### Exercise task
Copy out the records below, replacing every "Reply with:" with "Answer in this format:" and keeping everything else the same.

### Input
— Start —

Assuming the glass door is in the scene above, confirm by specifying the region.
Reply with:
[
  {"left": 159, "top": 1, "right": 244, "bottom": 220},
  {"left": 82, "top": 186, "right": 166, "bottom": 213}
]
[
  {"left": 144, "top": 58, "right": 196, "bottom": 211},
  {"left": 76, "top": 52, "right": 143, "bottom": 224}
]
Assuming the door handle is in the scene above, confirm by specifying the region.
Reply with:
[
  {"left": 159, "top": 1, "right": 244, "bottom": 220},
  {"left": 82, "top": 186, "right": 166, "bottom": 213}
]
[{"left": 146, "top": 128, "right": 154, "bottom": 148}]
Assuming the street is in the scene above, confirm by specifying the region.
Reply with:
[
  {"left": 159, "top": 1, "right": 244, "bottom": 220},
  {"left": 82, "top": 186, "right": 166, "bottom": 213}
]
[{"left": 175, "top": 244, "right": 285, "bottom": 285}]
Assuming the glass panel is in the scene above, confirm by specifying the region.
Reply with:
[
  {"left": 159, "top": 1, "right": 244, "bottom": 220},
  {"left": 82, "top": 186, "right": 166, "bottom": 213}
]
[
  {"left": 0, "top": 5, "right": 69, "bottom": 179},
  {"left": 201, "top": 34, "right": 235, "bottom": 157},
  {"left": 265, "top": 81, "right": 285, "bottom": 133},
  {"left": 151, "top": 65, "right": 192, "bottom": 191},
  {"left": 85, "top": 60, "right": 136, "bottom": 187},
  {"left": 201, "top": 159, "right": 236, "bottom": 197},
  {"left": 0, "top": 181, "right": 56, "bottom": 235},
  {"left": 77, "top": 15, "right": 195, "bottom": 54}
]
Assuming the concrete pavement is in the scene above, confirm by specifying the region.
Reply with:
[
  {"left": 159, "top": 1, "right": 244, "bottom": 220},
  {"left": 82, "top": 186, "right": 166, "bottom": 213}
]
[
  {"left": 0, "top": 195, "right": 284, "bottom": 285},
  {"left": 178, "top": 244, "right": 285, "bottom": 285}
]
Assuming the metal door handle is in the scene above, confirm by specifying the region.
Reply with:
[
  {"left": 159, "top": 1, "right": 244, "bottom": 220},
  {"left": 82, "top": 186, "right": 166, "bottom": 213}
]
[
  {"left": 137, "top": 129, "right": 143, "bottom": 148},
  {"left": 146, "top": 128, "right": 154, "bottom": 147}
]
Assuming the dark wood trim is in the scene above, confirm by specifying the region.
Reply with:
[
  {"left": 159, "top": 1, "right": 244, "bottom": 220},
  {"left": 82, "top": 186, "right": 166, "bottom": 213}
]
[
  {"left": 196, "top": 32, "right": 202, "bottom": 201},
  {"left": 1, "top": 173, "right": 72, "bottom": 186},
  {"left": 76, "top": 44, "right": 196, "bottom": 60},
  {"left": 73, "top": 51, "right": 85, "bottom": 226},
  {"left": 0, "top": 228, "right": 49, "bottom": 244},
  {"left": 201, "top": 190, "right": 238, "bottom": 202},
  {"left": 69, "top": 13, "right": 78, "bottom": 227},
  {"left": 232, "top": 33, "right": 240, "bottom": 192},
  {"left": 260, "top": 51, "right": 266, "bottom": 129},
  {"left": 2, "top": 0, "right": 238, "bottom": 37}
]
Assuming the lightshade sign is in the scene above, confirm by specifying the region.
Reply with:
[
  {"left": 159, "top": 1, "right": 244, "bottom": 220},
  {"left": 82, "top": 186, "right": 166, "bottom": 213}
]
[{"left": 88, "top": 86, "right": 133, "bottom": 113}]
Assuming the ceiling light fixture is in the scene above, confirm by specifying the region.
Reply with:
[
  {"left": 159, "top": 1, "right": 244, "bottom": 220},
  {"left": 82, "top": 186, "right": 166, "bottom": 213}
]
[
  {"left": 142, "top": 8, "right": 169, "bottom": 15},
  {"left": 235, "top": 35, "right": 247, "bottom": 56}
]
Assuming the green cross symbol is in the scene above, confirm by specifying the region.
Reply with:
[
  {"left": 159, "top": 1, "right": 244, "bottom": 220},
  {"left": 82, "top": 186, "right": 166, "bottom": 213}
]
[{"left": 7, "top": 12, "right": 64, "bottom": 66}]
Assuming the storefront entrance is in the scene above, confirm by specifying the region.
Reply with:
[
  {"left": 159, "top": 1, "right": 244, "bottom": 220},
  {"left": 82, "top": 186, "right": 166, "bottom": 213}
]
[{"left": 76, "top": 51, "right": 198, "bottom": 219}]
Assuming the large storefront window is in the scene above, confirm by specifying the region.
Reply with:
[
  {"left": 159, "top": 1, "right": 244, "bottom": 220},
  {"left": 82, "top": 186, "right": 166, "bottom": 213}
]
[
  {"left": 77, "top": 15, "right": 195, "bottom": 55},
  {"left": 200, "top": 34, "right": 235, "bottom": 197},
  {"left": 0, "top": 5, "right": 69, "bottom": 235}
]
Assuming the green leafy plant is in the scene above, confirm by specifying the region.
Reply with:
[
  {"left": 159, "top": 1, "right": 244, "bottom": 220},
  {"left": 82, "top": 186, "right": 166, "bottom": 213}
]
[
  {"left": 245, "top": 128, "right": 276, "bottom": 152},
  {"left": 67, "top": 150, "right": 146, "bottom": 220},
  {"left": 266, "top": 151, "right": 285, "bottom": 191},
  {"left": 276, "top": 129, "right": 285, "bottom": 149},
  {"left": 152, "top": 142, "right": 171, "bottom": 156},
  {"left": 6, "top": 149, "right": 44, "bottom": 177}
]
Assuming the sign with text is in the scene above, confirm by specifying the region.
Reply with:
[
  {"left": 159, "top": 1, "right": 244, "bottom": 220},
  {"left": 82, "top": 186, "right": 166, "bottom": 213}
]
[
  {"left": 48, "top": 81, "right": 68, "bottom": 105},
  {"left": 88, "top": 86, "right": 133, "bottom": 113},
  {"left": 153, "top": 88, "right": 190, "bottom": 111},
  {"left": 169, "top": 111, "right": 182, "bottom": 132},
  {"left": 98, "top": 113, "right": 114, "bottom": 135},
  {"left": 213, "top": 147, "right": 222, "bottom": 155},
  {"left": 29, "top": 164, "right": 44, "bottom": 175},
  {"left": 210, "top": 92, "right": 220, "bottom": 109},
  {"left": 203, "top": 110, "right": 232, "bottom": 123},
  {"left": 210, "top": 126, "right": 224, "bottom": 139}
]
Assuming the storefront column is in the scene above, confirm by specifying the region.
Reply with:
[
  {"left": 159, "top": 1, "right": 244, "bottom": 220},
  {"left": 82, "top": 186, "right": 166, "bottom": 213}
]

— End —

### Written response
Assuming the glass door is in the scene above, confirm by specifying the region.
Answer in this format:
[
  {"left": 159, "top": 1, "right": 244, "bottom": 220},
  {"left": 82, "top": 186, "right": 166, "bottom": 213}
]
[
  {"left": 144, "top": 58, "right": 196, "bottom": 211},
  {"left": 76, "top": 52, "right": 143, "bottom": 224}
]
Assuming the door handle is in the scene above, confirm by specifying the region.
Answer in this format:
[
  {"left": 159, "top": 1, "right": 244, "bottom": 220},
  {"left": 82, "top": 186, "right": 166, "bottom": 213}
]
[{"left": 146, "top": 128, "right": 154, "bottom": 148}]
Assuming the street is in the scene above, confirm by specifying the region.
Answer in this format:
[
  {"left": 159, "top": 1, "right": 244, "bottom": 220},
  {"left": 82, "top": 186, "right": 166, "bottom": 213}
]
[{"left": 175, "top": 244, "right": 285, "bottom": 285}]
Assuming the glass panel is in the scene above, confirm by specifying the region.
Answer in this format:
[
  {"left": 159, "top": 1, "right": 244, "bottom": 220},
  {"left": 82, "top": 186, "right": 166, "bottom": 213}
]
[
  {"left": 0, "top": 5, "right": 69, "bottom": 179},
  {"left": 201, "top": 34, "right": 235, "bottom": 157},
  {"left": 265, "top": 81, "right": 285, "bottom": 133},
  {"left": 151, "top": 65, "right": 192, "bottom": 191},
  {"left": 85, "top": 60, "right": 136, "bottom": 187},
  {"left": 201, "top": 159, "right": 236, "bottom": 197},
  {"left": 0, "top": 181, "right": 56, "bottom": 235},
  {"left": 77, "top": 15, "right": 195, "bottom": 54}
]
Assuming the concrete pavement is in the scene above, confirm by specifying the region.
Answer in this format:
[
  {"left": 159, "top": 1, "right": 244, "bottom": 220},
  {"left": 82, "top": 186, "right": 166, "bottom": 213}
]
[
  {"left": 0, "top": 195, "right": 284, "bottom": 285},
  {"left": 178, "top": 244, "right": 285, "bottom": 285}
]
Assuming the metal door handle is in the scene above, confirm by specifying the region.
Answer in this format:
[
  {"left": 159, "top": 1, "right": 244, "bottom": 220},
  {"left": 82, "top": 186, "right": 166, "bottom": 213}
]
[
  {"left": 137, "top": 129, "right": 143, "bottom": 148},
  {"left": 146, "top": 128, "right": 154, "bottom": 147}
]
Assuming the dark wood trim is in the scene above, confirm by specifying the region.
Answer in this format:
[
  {"left": 159, "top": 1, "right": 244, "bottom": 220},
  {"left": 82, "top": 186, "right": 166, "bottom": 213}
]
[
  {"left": 196, "top": 32, "right": 202, "bottom": 201},
  {"left": 1, "top": 173, "right": 72, "bottom": 186},
  {"left": 76, "top": 44, "right": 196, "bottom": 60},
  {"left": 73, "top": 51, "right": 85, "bottom": 226},
  {"left": 0, "top": 228, "right": 49, "bottom": 244},
  {"left": 201, "top": 190, "right": 238, "bottom": 202},
  {"left": 69, "top": 13, "right": 78, "bottom": 227},
  {"left": 232, "top": 33, "right": 240, "bottom": 192},
  {"left": 260, "top": 51, "right": 266, "bottom": 129},
  {"left": 2, "top": 0, "right": 238, "bottom": 37}
]
Assuming the lightshade sign is in the scene above, confirm by specifying the region.
Answer in this format:
[
  {"left": 159, "top": 1, "right": 244, "bottom": 220},
  {"left": 82, "top": 186, "right": 166, "bottom": 213}
]
[{"left": 88, "top": 86, "right": 133, "bottom": 113}]
Assuming the ceiling light fixture is in the scene above, confirm by specifying the region.
Answer in this format:
[
  {"left": 159, "top": 1, "right": 244, "bottom": 220},
  {"left": 82, "top": 186, "right": 166, "bottom": 213}
]
[
  {"left": 142, "top": 8, "right": 169, "bottom": 15},
  {"left": 235, "top": 35, "right": 247, "bottom": 56}
]
Assuming the green cross symbol is in the scene above, confirm by specifying the region.
Answer in this format:
[
  {"left": 159, "top": 1, "right": 244, "bottom": 220},
  {"left": 82, "top": 186, "right": 166, "bottom": 213}
]
[{"left": 7, "top": 12, "right": 64, "bottom": 66}]
Assuming the storefront entrance is in the scene above, confirm by specifying the region.
Answer in this format:
[
  {"left": 159, "top": 1, "right": 244, "bottom": 220},
  {"left": 82, "top": 186, "right": 166, "bottom": 213}
]
[{"left": 76, "top": 51, "right": 198, "bottom": 219}]
Assuming the large storefront window is in the scene above, confirm by specifying the region.
Answer in this format:
[
  {"left": 159, "top": 1, "right": 244, "bottom": 220},
  {"left": 82, "top": 186, "right": 166, "bottom": 213}
]
[
  {"left": 77, "top": 15, "right": 195, "bottom": 55},
  {"left": 200, "top": 34, "right": 235, "bottom": 197},
  {"left": 0, "top": 5, "right": 69, "bottom": 235}
]
Assuming the green leafy plant is in the scene above, confirm by specifying the region.
Answer in this format:
[
  {"left": 159, "top": 1, "right": 244, "bottom": 220},
  {"left": 82, "top": 186, "right": 166, "bottom": 213}
]
[
  {"left": 245, "top": 128, "right": 276, "bottom": 152},
  {"left": 67, "top": 150, "right": 146, "bottom": 220},
  {"left": 266, "top": 151, "right": 285, "bottom": 191},
  {"left": 276, "top": 129, "right": 285, "bottom": 149},
  {"left": 152, "top": 142, "right": 171, "bottom": 156},
  {"left": 6, "top": 149, "right": 44, "bottom": 177}
]
Assuming the sign with text is in the scene above, confirm by specifying the region.
Answer in this format:
[
  {"left": 159, "top": 1, "right": 244, "bottom": 220},
  {"left": 82, "top": 186, "right": 166, "bottom": 213}
]
[
  {"left": 48, "top": 81, "right": 68, "bottom": 105},
  {"left": 88, "top": 86, "right": 133, "bottom": 113},
  {"left": 153, "top": 88, "right": 190, "bottom": 111},
  {"left": 169, "top": 111, "right": 182, "bottom": 132},
  {"left": 98, "top": 113, "right": 114, "bottom": 135},
  {"left": 213, "top": 147, "right": 222, "bottom": 155},
  {"left": 29, "top": 164, "right": 44, "bottom": 175},
  {"left": 210, "top": 92, "right": 220, "bottom": 109},
  {"left": 203, "top": 110, "right": 232, "bottom": 123},
  {"left": 210, "top": 126, "right": 224, "bottom": 139}
]
Assuming the storefront column is in the scene above, confirm by specifying the region.
Answer in this format:
[
  {"left": 159, "top": 1, "right": 244, "bottom": 220},
  {"left": 82, "top": 186, "right": 166, "bottom": 213}
]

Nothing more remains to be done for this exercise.